### Excerpt provided:

Obedience

“Okay, after this video, I am going to ask you an important question. Has God called you to be a full-time missionary?”
One of the leaders of my mission team said on the last night in a small, beautiful country that was promising huge and terrifying commitments.

It was our goodbye ceremony, setting an end to the wonderful 8 days that we had been given to grow with our team and in our faith. I heard that question I had been debating and praying over for so long.
But the question wasn’t mine to answer.
It was God’s choice. His calling. I asked Him what I had to do. In February I felt called to part-time, but full-time? That was a question God hadn’t quite answered. I told Him to lead me to the row of chairs lined up in front of everyone, only if I was supposed to. “This is a serious commitment,” I thought. “And I only want to answer if the call is for me.”

My heart was conflicted and I sat in my seat during the four minute long video and I gave myself excuses as of why I shouldn’t go up and do this. Excuses like your family won’t approve, or maybe you’re just in the midst of excitement from this week, and of course I was asking God if He was sure about using me.

Then, the leader asked again when the video ended.
“Are you called?”

God indeed led me, or you could say carried. I felt like He was lifting me up and guiding me to that seat as soon as the words came out of the man’s mouth.

I. Was. Terrified.

Then one of my excuses took a seat in the chair right next to me. Two other kids my age accompanied me in the row of chairs lined up before everyone else, which gave me a bit of comfort, and so did two other adults that had taken care of me during the time there.

I broke down before God. Not before the people staring at me, but before the King holding me. At first, I was stunned at what just happened, tears spilling out, no matter how collected I tried to appear. But then I broke and love started pouring, unceasingly.

I kept thinking of when Jesus sacrificed Himself for me and how this is my crucifixion for Him and how He must’ve felt. Terrified. He must`ve had a point in His life where He looked up and asked God, “Me? Are You sure?”. It was a sacrifice that was actually frightening for me to make, because I knew what I had committed to and a glimpse of what God was wanting to do in my life.

That moment was like when I found salvation.
God picked me up and led me before people to commit myself to Him.
Then, He showed me what He did and wanted to give me.
This time, it was about what I could give to Him.

### Short exercise 1:
In the essay on obedience, how many days had the mission team spent together before the goodbye ceremony?
### Short exercise 2:
Continue the essay on obedience from its final line.

### Material provided:
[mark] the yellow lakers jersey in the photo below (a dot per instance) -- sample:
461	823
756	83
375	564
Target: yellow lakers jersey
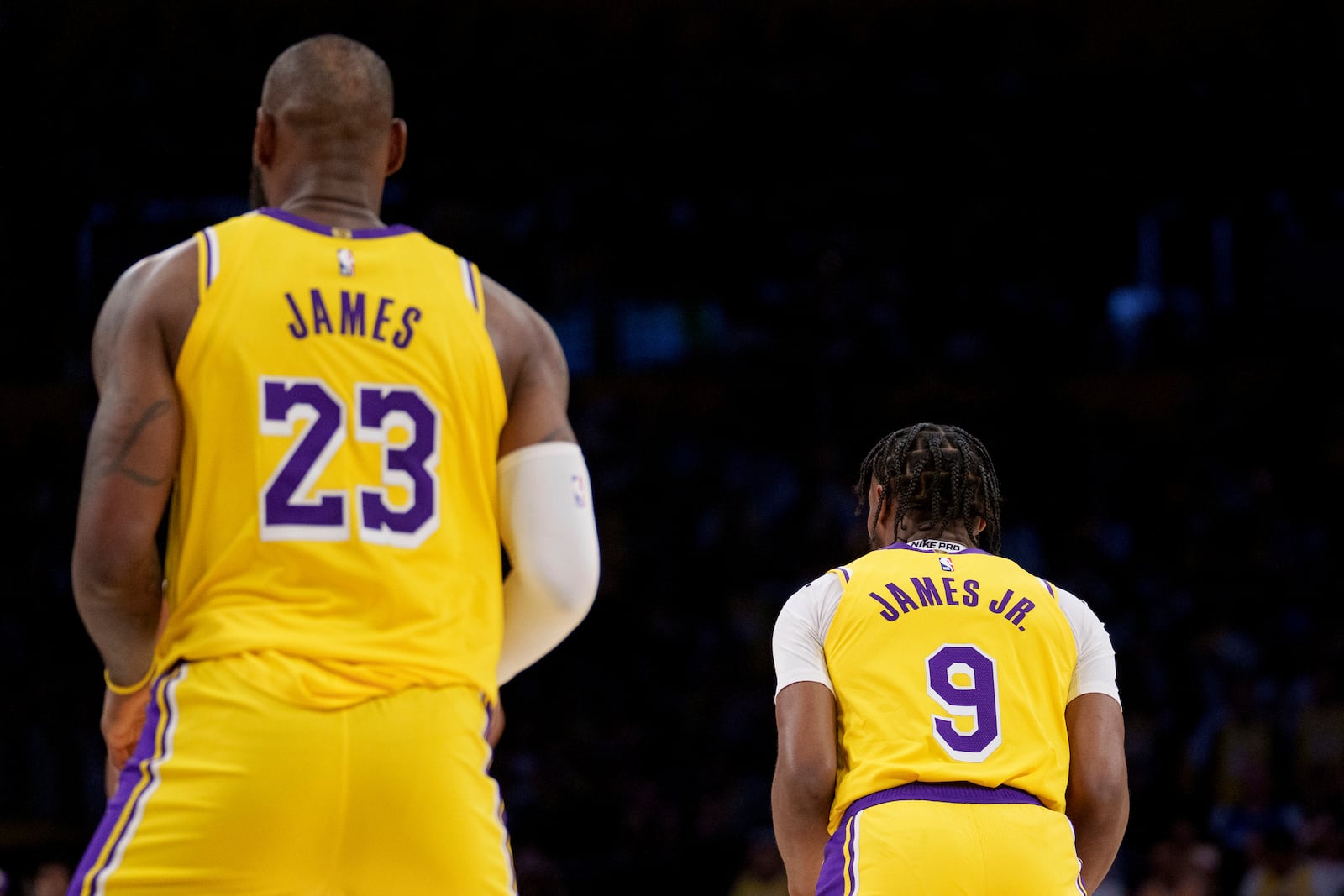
333	520
948	667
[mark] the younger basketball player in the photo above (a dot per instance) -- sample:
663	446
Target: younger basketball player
948	721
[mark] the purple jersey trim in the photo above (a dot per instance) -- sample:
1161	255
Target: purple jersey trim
210	255
953	792
902	546
365	233
837	872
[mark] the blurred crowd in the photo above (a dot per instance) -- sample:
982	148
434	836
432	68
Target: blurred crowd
752	291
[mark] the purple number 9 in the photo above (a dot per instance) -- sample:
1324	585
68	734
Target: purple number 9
965	683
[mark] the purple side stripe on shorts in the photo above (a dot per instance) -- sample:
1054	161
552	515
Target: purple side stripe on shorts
120	817
832	862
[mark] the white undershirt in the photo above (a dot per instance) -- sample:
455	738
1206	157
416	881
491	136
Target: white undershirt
806	618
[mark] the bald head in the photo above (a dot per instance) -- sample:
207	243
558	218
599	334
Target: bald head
331	89
326	134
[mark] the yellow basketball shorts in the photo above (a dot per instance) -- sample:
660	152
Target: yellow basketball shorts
951	840
234	792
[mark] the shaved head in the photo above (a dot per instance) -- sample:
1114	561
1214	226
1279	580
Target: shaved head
331	89
326	129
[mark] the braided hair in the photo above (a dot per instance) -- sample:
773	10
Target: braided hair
942	473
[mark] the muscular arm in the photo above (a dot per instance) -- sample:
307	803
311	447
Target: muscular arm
1097	801
804	781
131	459
546	511
537	379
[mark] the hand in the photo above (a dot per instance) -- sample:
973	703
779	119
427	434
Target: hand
123	719
496	726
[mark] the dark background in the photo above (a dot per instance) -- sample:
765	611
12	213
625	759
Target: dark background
1106	238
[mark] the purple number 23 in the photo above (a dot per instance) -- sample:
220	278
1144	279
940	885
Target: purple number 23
293	511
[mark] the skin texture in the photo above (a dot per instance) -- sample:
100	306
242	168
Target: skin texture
326	160
1097	797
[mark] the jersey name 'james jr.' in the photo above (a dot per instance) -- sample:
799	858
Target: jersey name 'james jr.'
925	591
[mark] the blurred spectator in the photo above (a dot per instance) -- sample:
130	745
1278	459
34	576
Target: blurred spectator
763	869
1321	836
1180	864
1277	867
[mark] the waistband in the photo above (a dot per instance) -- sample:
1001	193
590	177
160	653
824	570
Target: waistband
951	792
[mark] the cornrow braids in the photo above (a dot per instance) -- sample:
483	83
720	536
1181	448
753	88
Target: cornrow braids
942	473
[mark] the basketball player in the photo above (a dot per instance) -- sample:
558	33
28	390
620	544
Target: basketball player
351	421
949	723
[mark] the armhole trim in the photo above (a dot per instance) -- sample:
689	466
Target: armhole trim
472	284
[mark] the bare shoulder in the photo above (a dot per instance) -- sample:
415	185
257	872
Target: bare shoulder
523	340
158	291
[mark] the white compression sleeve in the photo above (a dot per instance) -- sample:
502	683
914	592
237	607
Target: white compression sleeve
550	533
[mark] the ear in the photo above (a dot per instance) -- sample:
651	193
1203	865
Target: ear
264	139
889	510
396	147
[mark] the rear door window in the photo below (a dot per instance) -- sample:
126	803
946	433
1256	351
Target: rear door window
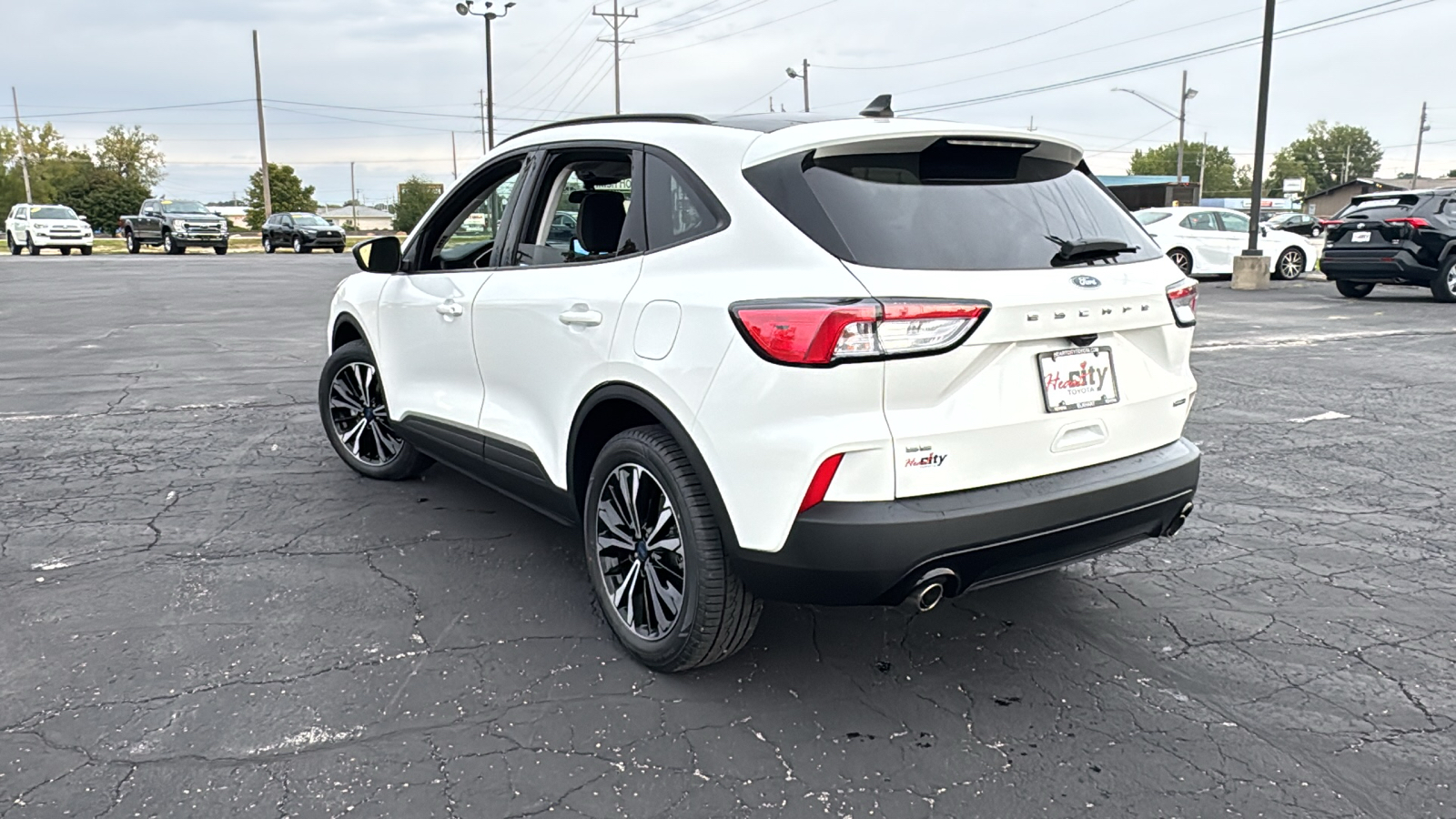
954	205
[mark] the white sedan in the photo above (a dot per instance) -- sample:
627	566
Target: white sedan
1203	241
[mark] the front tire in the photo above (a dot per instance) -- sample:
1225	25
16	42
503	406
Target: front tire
1443	288
1181	258
1289	266
655	557
1353	288
356	417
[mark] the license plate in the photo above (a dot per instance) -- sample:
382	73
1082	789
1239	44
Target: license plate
1077	378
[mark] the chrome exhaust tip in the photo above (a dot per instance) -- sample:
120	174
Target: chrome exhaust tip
1178	522
929	595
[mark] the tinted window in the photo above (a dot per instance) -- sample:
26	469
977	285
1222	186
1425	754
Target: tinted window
1200	222
676	212
1235	222
957	205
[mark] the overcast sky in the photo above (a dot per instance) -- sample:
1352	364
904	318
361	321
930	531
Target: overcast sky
76	58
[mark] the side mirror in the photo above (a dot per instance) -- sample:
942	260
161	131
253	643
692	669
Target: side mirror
378	256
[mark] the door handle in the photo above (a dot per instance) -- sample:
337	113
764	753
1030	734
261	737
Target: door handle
580	315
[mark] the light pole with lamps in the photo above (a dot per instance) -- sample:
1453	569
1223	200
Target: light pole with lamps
465	9
1181	114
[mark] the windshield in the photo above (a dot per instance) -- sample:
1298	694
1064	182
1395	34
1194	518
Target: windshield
184	207
953	206
53	212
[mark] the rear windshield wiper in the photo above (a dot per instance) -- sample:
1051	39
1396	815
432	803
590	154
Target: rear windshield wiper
1088	251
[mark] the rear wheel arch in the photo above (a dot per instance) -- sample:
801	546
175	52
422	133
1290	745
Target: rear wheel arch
618	407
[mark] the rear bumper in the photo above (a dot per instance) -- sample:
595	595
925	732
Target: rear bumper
877	551
1375	266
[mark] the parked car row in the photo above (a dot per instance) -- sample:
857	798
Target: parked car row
1205	241
34	228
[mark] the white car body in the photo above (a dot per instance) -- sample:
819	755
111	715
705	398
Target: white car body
521	358
1203	234
25	228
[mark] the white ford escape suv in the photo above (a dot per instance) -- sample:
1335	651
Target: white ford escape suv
779	358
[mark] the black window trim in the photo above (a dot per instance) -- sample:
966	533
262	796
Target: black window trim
539	181
693	181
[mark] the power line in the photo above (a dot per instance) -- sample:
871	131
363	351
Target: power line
1293	31
735	33
1116	6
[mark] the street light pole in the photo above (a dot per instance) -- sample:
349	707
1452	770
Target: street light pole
465	9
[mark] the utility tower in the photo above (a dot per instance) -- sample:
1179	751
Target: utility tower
616	18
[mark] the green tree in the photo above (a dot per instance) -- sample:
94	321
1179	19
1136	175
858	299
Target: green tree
1320	157
101	194
1222	175
133	155
415	197
288	194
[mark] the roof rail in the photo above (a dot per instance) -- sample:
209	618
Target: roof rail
683	118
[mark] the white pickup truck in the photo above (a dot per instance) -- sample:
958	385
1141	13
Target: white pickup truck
33	228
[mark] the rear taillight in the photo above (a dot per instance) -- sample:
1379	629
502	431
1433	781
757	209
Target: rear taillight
1183	298
824	332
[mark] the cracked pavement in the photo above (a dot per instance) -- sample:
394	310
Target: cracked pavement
207	614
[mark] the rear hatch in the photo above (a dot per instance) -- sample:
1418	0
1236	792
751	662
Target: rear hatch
1373	225
1079	359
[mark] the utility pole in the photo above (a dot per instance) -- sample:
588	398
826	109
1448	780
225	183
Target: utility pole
1183	116
1203	162
19	136
805	77
354	198
615	19
262	135
1266	58
484	147
1420	137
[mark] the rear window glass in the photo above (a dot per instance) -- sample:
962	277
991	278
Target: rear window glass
958	205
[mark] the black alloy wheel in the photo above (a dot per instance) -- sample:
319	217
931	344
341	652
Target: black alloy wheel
356	417
1181	258
655	555
1443	288
1289	266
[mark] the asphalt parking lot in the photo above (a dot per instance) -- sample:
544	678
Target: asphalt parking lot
207	614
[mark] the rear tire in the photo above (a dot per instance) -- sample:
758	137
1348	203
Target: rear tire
1353	288
1443	288
356	417
1289	266
1181	258
644	487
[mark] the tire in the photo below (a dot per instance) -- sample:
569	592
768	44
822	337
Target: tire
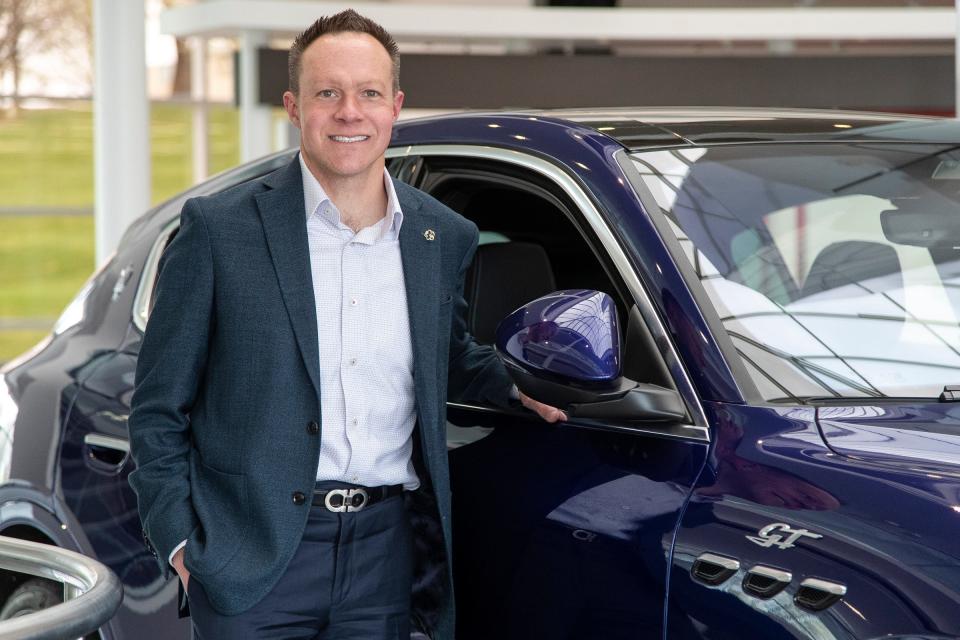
33	595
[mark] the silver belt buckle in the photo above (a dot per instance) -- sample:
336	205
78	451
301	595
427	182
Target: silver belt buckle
348	496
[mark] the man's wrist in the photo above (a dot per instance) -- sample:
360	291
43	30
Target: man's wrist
175	550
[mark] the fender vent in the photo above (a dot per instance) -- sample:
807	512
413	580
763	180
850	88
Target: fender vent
766	582
713	569
816	595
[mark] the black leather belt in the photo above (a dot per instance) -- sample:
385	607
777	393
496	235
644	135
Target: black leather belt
354	498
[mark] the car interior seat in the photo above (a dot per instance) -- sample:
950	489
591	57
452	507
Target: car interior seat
504	276
852	262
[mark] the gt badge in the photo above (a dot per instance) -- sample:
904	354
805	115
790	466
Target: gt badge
780	535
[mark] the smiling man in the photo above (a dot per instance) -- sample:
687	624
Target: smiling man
289	413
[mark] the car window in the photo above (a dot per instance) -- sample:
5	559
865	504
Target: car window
816	260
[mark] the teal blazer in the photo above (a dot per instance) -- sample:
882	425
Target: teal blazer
228	381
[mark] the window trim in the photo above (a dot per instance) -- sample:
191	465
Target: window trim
148	276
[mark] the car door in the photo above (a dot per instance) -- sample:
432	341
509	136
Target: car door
560	531
94	457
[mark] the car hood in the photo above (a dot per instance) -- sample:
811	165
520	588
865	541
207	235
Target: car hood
921	437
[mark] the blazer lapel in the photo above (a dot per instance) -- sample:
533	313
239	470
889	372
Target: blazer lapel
285	226
420	240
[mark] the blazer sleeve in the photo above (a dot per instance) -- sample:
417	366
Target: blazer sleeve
170	369
476	374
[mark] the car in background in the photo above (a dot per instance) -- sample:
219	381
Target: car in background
752	317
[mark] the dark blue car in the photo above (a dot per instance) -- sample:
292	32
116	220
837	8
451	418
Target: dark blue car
752	317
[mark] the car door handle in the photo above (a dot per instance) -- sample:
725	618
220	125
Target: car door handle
106	453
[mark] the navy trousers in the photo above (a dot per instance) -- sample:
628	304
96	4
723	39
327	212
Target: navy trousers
350	579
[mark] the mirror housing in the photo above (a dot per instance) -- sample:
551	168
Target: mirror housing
564	350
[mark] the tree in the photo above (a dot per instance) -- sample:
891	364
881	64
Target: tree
31	26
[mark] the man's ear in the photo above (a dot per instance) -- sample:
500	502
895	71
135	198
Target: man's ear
293	111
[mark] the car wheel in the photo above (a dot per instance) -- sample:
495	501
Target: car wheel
33	595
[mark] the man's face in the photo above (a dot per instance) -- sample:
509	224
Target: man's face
346	106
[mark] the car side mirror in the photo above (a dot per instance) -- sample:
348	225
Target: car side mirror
564	350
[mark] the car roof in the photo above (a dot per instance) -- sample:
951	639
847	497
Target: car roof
644	128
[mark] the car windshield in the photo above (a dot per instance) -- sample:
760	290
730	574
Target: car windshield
835	268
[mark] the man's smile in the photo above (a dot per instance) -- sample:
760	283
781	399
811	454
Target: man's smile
349	138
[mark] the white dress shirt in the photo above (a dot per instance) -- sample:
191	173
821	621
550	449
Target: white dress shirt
367	401
368	406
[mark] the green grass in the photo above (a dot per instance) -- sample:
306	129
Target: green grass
46	160
43	262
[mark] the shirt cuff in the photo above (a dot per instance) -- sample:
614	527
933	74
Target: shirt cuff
174	552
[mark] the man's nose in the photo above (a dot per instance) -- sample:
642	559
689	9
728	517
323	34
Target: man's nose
348	109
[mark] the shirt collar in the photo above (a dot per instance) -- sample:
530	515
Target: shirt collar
316	201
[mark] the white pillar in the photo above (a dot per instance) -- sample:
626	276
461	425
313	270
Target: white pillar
121	121
198	94
255	126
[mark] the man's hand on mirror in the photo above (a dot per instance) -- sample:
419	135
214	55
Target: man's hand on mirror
545	411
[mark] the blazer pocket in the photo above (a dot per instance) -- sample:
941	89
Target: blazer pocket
220	502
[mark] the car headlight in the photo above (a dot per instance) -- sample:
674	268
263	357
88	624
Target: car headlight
73	314
8	417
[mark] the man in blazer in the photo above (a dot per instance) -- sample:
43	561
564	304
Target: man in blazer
292	383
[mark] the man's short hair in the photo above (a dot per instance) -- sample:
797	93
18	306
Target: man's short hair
345	21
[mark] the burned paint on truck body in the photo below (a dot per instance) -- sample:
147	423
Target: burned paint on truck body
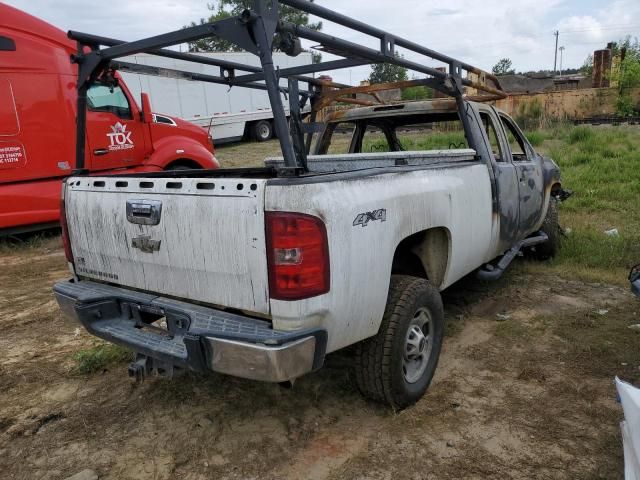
260	272
521	184
466	202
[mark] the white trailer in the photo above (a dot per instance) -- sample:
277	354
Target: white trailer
230	114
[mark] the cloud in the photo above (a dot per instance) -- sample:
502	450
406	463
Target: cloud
477	32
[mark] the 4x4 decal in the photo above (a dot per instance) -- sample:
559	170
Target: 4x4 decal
366	217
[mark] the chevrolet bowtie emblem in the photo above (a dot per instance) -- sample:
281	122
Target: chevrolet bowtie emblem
145	243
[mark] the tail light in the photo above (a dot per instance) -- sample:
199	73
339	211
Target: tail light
297	255
66	242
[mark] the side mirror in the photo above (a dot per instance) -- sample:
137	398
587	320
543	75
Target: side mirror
147	116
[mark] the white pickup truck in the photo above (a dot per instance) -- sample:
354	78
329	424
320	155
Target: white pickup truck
260	273
260	277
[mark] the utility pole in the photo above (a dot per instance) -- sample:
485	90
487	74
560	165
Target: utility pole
555	52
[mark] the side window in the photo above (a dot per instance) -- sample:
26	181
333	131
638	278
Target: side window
493	137
515	140
375	140
103	98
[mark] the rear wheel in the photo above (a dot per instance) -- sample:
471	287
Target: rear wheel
396	366
550	226
262	131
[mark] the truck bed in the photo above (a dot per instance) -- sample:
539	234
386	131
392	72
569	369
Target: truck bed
357	161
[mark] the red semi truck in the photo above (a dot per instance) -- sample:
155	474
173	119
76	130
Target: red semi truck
37	125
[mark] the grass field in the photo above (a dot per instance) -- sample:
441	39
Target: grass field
523	387
601	165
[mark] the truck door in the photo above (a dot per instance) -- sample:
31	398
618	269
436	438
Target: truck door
114	129
506	182
528	166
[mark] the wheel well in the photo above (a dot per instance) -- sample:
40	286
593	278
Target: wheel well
424	254
183	162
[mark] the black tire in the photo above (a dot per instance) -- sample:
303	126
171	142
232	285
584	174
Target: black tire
551	227
262	131
180	167
380	367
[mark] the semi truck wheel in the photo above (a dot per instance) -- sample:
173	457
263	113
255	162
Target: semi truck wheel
262	131
551	227
396	366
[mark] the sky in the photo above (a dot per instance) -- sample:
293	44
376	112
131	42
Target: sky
477	32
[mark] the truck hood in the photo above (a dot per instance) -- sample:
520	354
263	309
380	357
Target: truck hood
164	119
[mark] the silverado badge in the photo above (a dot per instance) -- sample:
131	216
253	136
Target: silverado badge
145	243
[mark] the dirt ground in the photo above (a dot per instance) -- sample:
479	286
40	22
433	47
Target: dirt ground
523	390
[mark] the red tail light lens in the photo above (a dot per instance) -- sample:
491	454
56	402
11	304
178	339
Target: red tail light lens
65	228
297	255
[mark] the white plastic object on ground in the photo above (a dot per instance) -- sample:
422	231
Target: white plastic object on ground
630	399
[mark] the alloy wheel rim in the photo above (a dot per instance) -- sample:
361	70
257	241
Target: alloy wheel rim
417	347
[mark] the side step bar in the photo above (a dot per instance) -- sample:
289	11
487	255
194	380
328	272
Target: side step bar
494	272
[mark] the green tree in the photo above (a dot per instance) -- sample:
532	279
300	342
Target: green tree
626	75
587	66
387	72
232	8
503	67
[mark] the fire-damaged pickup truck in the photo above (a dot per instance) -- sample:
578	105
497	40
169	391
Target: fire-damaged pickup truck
347	239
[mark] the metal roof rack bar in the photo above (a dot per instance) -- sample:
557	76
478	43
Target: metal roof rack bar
254	31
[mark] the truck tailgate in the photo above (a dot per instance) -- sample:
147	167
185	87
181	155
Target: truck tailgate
207	243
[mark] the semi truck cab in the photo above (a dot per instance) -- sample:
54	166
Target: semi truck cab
38	125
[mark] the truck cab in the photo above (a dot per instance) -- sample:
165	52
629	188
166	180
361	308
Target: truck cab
37	125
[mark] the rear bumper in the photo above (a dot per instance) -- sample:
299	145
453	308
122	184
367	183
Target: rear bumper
197	338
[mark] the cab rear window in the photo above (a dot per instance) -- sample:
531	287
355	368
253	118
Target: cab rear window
105	98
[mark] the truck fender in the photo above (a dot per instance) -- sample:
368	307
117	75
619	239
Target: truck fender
424	254
172	149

### Exercise output 1:
Eight days.

### Exercise output 2:
They prayed with us and a girl in her twenties prayed with me. She only spoke Spanish, but I felt so connected to her through the Holy Spirit, even though I had never spoken a word to her. It got to the point where her shirt was my own personal tissue. In the moment, I couldn’t possibly have cared, though, because everything was tuned out, besides God.

They called everyone up and put the El Salvador flag on our shoulders, then started washing our feet. When they placed the flag over our shoulders, the man said “El Salvador means ‘My Savior’, so we’re sending you out in good hands.” It was the same girl that prayed with me that washed my feet, and I started to think “Really God? I just committed to serving You, yet You get someone to serve me? It doesn’t fit. I should be serving You.”
But then I realized this: God wants me to humble myself before Him and He definitely showed me that on this trip. Like the moment I got baptized in the Holy Spirit. In a sacred prayer tower that was constantly being prayed in, even during something like a volcanic eruption (yes, it happened), they asked id anyone had never experienced it before. I had been praying about it for months and wondered why it had never happened to me. When they asked, I got prideful and a bit humiliated. But I had to go up. God led me up there through ways I would’ve never expected.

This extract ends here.